* _Passage extrait_:
○ ○ ○

À partir de la gauche : Klaus Trostorff, ancien détenu et directeur du NMG Buchenwald, Rudolf Kirchschläger, président de la République d'Autriche, et Erich Honecker, chef de l'État et du gouvernement de la R.D.A., devant une maquette du camp de concentration de Buchenwald, octobre 1983.

Jusqu'en 1989

Ce programme du souvenir du Mémorial national de Buchenwald fut à peine modifié quant à son contenu, jusqu'à la fin de la R.D.A. Les changements entrepris concernaient avant tout l'extension de l'infrastructure du Mémorial et la modernisation des expositions historiques.

○ ○ ○

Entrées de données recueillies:
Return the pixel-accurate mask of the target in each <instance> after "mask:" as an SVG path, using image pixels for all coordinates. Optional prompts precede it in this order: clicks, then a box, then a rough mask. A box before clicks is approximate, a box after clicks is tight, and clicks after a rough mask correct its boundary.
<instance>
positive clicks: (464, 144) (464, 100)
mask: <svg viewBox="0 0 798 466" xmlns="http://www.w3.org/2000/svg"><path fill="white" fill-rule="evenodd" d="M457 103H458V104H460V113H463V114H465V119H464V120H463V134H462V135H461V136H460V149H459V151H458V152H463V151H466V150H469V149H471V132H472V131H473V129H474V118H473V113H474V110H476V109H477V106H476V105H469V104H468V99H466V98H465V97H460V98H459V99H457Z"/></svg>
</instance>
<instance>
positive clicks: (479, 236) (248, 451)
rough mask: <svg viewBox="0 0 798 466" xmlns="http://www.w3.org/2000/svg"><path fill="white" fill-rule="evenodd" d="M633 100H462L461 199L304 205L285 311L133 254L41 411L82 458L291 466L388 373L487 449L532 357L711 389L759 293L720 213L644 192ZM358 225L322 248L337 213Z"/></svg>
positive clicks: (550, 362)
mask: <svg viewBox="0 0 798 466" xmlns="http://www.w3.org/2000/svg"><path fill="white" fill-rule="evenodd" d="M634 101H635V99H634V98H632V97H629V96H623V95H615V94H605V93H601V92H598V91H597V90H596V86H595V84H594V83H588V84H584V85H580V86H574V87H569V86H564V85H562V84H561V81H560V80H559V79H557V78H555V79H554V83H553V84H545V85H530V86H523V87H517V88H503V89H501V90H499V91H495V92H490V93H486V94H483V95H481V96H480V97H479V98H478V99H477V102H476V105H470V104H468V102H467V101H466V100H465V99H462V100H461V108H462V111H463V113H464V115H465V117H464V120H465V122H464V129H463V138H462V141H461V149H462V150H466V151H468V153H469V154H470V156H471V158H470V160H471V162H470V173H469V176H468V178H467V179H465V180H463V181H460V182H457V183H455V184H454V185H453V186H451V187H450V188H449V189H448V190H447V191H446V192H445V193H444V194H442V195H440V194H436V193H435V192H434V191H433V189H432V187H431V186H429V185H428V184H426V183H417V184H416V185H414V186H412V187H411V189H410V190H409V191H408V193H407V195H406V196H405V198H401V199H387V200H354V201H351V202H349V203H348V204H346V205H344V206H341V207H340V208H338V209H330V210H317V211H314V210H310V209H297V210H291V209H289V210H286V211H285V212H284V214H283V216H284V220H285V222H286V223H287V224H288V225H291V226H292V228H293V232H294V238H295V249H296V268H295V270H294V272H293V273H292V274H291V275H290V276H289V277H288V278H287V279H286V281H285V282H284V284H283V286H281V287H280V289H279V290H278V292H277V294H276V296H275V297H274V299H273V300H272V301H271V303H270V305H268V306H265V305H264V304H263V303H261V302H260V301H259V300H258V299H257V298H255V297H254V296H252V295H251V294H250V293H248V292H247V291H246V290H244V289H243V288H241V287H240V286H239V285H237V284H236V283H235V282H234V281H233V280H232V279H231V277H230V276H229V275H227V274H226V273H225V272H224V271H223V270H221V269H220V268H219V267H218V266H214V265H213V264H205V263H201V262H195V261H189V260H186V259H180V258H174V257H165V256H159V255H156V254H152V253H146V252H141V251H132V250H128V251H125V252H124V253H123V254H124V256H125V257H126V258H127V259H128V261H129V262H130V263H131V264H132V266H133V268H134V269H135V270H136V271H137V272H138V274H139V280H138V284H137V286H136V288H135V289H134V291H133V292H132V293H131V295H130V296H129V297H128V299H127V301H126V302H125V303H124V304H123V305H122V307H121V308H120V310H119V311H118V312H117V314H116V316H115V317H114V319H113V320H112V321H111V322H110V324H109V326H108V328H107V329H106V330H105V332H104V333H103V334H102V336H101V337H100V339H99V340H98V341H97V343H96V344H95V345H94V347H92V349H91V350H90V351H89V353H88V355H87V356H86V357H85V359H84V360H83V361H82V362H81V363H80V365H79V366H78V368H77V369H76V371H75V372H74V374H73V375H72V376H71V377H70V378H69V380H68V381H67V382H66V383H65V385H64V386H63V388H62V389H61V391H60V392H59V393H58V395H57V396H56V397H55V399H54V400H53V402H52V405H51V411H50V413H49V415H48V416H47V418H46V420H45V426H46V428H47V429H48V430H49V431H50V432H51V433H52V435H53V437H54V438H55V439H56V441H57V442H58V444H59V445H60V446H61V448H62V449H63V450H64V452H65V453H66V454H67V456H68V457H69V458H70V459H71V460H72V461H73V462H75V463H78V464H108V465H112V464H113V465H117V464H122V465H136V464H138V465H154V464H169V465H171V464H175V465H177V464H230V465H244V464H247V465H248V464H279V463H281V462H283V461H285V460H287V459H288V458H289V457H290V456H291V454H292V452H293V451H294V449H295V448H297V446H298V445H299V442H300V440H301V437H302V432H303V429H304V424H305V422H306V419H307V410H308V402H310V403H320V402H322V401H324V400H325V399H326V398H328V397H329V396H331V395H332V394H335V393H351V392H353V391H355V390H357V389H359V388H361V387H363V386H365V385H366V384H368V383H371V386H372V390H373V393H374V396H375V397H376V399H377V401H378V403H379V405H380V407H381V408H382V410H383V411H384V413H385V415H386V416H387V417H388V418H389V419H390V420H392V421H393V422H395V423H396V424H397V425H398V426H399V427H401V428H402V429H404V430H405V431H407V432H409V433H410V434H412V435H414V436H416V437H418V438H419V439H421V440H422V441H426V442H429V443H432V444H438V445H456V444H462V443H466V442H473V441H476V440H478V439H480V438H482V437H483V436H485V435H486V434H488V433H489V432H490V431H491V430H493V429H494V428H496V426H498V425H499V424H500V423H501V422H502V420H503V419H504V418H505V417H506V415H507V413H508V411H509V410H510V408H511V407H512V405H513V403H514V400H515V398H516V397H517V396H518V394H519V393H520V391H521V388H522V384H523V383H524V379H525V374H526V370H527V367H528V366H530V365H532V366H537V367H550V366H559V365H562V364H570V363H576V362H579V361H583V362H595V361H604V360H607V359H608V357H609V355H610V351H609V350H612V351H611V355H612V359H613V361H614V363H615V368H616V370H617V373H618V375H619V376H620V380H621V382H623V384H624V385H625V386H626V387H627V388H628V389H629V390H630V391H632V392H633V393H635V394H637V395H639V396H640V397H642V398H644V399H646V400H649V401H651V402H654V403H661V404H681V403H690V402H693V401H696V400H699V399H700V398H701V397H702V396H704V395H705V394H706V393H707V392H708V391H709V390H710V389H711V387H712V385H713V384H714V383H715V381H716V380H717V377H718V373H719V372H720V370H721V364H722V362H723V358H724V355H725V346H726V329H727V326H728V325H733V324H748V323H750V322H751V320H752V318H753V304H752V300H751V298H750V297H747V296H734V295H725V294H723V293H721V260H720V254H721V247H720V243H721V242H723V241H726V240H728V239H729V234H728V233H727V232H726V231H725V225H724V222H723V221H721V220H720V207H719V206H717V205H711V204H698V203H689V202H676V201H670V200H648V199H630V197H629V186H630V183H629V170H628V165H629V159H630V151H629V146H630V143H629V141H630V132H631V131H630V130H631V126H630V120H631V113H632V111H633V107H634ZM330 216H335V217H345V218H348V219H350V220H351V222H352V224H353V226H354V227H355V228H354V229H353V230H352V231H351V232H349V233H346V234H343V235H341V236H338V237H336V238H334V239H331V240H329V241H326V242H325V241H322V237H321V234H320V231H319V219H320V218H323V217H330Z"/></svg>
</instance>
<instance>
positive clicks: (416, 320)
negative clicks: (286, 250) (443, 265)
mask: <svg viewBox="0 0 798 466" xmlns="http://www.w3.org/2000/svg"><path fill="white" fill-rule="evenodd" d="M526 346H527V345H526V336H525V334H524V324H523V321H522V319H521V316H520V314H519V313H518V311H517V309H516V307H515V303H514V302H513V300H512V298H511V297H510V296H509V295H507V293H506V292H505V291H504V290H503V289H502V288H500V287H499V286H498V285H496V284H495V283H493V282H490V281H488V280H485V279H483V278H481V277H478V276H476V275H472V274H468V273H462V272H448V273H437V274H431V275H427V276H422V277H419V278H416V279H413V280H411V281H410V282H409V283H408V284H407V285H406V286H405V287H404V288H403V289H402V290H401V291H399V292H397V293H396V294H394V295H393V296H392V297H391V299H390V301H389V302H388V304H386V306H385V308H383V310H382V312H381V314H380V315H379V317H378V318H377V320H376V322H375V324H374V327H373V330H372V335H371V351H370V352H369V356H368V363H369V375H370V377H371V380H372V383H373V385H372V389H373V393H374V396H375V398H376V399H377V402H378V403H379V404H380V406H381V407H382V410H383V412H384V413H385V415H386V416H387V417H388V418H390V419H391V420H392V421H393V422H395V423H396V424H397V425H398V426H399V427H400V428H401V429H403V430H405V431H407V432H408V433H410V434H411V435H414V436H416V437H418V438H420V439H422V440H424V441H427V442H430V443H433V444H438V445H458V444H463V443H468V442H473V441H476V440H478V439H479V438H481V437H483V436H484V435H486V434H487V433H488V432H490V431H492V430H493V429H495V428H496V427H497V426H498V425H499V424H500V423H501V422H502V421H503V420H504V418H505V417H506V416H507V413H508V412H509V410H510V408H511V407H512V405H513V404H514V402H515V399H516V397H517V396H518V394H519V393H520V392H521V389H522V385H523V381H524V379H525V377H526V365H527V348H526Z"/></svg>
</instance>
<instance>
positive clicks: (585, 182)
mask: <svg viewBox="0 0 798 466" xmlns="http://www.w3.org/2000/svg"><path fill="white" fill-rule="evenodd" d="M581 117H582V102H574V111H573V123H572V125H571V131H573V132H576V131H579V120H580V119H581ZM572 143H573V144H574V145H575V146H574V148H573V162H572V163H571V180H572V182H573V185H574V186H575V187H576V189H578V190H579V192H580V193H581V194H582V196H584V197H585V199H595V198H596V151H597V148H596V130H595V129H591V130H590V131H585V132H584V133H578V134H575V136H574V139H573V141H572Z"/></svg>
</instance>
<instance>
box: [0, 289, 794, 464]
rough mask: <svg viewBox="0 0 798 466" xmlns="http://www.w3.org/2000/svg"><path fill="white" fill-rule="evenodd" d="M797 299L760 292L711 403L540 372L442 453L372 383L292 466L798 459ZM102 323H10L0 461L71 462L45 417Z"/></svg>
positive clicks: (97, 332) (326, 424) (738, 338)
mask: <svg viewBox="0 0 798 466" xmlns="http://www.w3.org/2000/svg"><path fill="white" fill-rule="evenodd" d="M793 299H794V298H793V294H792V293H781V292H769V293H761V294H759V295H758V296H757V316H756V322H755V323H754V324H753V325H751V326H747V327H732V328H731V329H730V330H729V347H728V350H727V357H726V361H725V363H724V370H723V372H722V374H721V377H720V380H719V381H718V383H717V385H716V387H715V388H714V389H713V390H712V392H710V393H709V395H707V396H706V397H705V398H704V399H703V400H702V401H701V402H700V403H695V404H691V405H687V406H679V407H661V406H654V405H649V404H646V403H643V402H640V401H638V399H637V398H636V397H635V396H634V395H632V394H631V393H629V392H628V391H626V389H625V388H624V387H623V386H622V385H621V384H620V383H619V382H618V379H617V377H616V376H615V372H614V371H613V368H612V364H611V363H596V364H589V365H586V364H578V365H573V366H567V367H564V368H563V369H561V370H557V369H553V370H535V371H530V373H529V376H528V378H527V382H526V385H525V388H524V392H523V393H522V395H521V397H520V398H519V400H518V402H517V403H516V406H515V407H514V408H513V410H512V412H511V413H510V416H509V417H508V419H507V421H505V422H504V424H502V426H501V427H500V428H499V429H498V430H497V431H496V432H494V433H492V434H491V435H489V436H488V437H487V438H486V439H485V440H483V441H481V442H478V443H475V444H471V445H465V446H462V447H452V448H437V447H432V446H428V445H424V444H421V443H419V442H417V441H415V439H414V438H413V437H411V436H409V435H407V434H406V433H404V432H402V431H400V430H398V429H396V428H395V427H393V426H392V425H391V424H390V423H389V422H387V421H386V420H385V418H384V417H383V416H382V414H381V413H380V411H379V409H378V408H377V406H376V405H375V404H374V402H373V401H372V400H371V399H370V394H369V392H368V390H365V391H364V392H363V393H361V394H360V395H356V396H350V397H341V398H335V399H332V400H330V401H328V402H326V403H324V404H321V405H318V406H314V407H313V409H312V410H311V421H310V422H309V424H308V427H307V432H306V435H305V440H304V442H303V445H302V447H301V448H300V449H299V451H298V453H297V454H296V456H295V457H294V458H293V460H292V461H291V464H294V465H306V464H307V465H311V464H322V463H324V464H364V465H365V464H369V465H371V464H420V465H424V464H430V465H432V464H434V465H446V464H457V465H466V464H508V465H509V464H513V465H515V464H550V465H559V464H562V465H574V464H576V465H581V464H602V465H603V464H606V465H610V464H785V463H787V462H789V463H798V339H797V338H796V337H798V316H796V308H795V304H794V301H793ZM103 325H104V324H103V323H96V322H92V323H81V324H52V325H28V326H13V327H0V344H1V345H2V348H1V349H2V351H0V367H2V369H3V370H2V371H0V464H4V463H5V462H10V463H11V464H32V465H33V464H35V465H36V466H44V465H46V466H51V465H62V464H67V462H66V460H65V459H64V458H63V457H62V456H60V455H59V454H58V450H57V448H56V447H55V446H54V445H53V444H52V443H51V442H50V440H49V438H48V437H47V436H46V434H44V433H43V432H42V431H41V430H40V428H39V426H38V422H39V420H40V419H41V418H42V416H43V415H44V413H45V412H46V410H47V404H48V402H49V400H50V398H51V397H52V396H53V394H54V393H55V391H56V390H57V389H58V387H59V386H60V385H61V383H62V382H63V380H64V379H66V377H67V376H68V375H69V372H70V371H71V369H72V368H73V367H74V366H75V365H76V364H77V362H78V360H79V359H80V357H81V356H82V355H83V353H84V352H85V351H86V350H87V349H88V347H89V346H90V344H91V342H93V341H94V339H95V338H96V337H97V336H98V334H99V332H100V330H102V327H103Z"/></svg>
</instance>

○ ○ ○

* _Consignes_:
1 – Relevez toutes les personnes nommées dans le passage sur le Mémorial de Buchenwald.
2 – Poursuivez le passage sur le Mémorial de Buchenwald après sa dernière phrase.

* _Réponses_:
1 – Klaus Trostorff, Rudolf Kirchschläger, Erich Honecker

2 –
C'est seulement au milieu des années quatre-vingt qu'eurent lieu de ponctuelles remises en question du travail jusque-là accompli par le Mémorial. Devant la constatation que de moins en moins de jeunes se sentaient vraiment concernés par le Mémorial et les rituels du souvenir transmis de génération en génération, des réflexions concernant l'aménagement d'un centre de rencontres pour la jeunesse et d'un atelier d'histoire se firent jour. D'autre part, en préparation à la nouvelle présentation de l'exposition historique dans l'ancien entrepôt, des « lacunes injustifiables » furent abordées, comme par exemple le pacte Hitler-Staline et le destin des détenus juifs, des homosexuels, des Témoins de Jéhovah, des Sintis et des Roms. La question de ces lacunes demeura cependant réservée à des discussions spécialisées et des conférences scientifiques et trouva peu de résonance, aussi bien dans la nouvelle exposition historique que dans les travaux du Mémorial.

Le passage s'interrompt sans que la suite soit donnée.